■ WHAT IS REQUIRED
Could you copy all of the records below exactly as they appear?

Excerpts from a dataset:
- Opening Delimiter -
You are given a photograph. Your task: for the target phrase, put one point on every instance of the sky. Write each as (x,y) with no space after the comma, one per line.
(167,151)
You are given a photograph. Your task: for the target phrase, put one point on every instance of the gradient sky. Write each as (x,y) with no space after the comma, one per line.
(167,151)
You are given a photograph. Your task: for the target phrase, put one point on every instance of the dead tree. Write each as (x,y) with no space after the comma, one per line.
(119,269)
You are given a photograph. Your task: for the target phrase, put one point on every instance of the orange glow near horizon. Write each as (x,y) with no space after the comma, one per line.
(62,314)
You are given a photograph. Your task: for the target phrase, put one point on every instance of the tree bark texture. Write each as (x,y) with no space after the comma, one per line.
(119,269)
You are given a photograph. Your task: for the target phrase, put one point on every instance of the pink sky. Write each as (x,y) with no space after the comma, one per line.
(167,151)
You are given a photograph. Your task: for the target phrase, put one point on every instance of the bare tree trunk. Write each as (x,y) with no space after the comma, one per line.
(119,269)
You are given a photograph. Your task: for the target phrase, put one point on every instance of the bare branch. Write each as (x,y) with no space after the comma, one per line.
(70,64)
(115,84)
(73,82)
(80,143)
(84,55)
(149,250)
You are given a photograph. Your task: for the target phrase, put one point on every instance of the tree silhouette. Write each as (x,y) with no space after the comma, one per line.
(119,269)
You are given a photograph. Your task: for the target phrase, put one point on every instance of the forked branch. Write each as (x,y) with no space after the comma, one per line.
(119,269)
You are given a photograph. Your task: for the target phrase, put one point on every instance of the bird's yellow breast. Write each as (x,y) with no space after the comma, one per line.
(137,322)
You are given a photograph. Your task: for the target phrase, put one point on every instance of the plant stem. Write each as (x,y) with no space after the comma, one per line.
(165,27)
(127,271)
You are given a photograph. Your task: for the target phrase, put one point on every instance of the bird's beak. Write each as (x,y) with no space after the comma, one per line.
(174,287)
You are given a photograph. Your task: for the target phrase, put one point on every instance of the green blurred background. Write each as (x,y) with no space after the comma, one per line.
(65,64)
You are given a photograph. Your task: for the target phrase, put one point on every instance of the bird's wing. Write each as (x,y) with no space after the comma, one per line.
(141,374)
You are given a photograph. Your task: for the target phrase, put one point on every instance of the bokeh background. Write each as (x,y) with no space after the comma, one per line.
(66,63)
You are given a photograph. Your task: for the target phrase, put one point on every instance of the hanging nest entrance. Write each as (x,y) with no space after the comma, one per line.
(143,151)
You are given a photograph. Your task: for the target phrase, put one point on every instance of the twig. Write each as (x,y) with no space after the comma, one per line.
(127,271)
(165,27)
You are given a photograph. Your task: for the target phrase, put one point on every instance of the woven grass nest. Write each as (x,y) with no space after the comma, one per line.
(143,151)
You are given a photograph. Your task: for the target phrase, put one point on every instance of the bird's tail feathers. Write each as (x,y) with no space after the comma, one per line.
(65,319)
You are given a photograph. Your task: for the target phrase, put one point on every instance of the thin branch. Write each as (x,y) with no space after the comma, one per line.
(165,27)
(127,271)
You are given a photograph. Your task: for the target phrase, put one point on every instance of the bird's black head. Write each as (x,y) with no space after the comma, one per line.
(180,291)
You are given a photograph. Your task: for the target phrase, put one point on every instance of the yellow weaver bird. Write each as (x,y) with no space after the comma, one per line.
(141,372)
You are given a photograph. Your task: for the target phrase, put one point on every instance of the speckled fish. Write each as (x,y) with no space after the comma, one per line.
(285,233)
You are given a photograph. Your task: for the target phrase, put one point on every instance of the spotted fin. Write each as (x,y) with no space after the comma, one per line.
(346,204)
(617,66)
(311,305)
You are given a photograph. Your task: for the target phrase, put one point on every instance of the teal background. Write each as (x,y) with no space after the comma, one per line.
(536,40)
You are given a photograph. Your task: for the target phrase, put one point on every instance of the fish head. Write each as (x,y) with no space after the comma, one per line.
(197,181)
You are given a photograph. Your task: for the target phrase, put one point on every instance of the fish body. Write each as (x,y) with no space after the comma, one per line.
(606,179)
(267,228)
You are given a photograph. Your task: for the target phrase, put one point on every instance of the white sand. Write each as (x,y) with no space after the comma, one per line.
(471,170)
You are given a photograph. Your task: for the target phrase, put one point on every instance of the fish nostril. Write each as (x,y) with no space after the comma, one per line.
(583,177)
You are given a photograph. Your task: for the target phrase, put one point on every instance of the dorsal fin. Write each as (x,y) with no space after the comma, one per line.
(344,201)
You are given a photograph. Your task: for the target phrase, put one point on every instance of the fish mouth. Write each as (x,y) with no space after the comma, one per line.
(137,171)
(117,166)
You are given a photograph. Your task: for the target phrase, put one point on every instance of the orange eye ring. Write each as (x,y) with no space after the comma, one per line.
- Closing Delimiter -
■ SOLUTION FOR THIS EXERCISE
You are given a photograph. Your task: for the target phrase, put one point on every instance of the sky. Write each as (x,y) with no space after the comma, one per line.
(167,151)
You are given a photograph. Your task: for the target phrase, put one point on every instance of the gradient sky. Write each as (x,y) with no space after the comma, one per line.
(167,151)
You are given a photograph. Your task: for the target phrase, put one point on every instance of the dead tree. Write each as (x,y) with no space after the comma, one per line.
(119,269)
You are given a photograph. Your task: for the target phrase, put one point on every instance of the orange glow near horizon. Write each as (x,y) with no space after the comma, one per line.
(62,314)
You are given a photograph. Your task: for the target phrase, put one point on every instance of the tree bark texture. Write each as (x,y) with no space after the comma, one per line.
(119,269)
You are given a photograph. Your task: for the target phrase, put one point on every instance of the pink sky. Write each as (x,y) with no space after the comma, one per line.
(167,151)
You are given a photograph. Your task: for the target phrase, put one point on every instance of the bare tree trunk. Write each as (x,y) with no space after the comma, one per line.
(119,269)
You are given a photograph. Your task: for the target phrase, put one point on every instance of the bare branch. Write each as (x,y) with no space after the comma, one per line.
(70,64)
(115,84)
(73,82)
(80,143)
(84,55)
(149,250)
You are given a photograph. Your task: for the target phrase, put one point on every instance of the tree silhouette. Write each as (x,y) with no space after the comma, one per line.
(119,269)
You are given a photograph. Your task: for the target phrase, put one point on every instance of the forked branch. Write each as (x,y) with no space after the comma, one per line.
(119,269)
You are given a photograph. Your task: for the target phrase, put one point on every instance of the bird's yellow breast. Write each as (x,y) with no space after the comma, one per line.
(137,322)
You are given a photograph. Your task: for the target phrase, put one point on every instance of the plant stem. Write each as (x,y) with no space after the comma, one per line.
(165,27)
(127,271)
You are given a photograph. Your task: for the target phrase, put one point on every instance of the bird's beak. Write each as (x,y) with no space after the comma, one per line.
(174,287)
You are given a photograph. Your task: for the target phrase, put one point on every instance of the green blurred background. Write each as (x,y) with no space after the comma, one per line.
(65,64)
You are given a photograph. Your task: for the target phrase, put one point on every instance of the bird's wing. Write each as (x,y) with no space after the comma, one per line.
(141,374)
You are given a photograph. Your task: for the target phrase, put one point on every instance of the bokeh background. Write each as (x,y) with no space after the comma, one per line.
(66,63)
You are given a photograph. Your task: for the target phrase, put one point on every instance of the hanging nest entrance. Write each as (x,y) with no space after the comma, one per line.
(143,151)
You are given a photograph. Your task: for the target phrase, put one point on every instance of the twig. Write each as (x,y) with no space after the comma, one per line.
(127,271)
(165,27)
You are given a photograph. Your task: for the target phrase, put one point on every instance of the woven grass nest. Write each as (x,y) with no space after the comma, one per line.
(143,151)
You are given a photograph. Your task: for the target phrase, put one point on every instance of the bird's tail feathers. Write each as (x,y) with no space after the comma, one per line.
(65,319)
You are given a photograph. Your task: for the target phrase, put one point on every instance of the thin branch. Write each as (x,y) with no space after the comma, one per line.
(165,27)
(127,271)
You are given a photograph. Your task: for the target phrase, put one point on every instance of the bird's black head. Write each as (x,y) with no space after the comma, one per line.
(180,291)
You are given a photograph. Your task: for the target phrase, put one point on every instance of the yellow weaver bird. Write each as (x,y) with no space after the comma, one per line.
(141,372)
You are given a photograph. Your task: for the target phrase, put one point on every instance of the speckled fish. Write each as (x,y) with no space after the comma, one per line.
(285,233)
You are given a photograph. Your task: for the target phrase, put one point on every instance of the spotted fin. Write each as (x,y) with no space after the comma, one per line.
(346,204)
(617,66)
(311,305)
You are given a photograph. Your task: for the target phrase, put one point on every instance of the teal background. Write each as (x,y) with no space after the comma, one per line.
(536,40)
You are given a photograph. Your task: for the target phrase, put one point on every instance of the fish head. Write each as (x,y) with no space after the comma, one per line.
(197,181)
You are given a photograph. Your task: for the target phrase, put one point on every instance of the fish body. Write each as (x,y) with no space after the comma, one per line.
(606,179)
(267,228)
You are given a photograph. Your task: for the target phrase, put one point on every instance of the white sand. Write each as (x,y) with no space after the comma, one per line.
(471,170)
You are given a photograph. Your task: for the target phrase, put one point on every instance of the fish nostril. Write each as (x,y) with no space after the comma, one per line.
(583,177)
You are given a photograph. Your task: for the target phrase, put one point on every instance of the dorsal fin. Write each as (x,y) with no space after the comma, one per line.
(344,201)
You are given a photograph. Your task: for the target phrase, put one point on every instance of the fish mouth. Write each as (x,y) with no space after the comma, one per line.
(137,171)
(117,166)
You are given a photograph. Your task: for the target phrase, put one point on every instance of the orange eye ring. Write each as (x,y) with no space after the comma, one per line.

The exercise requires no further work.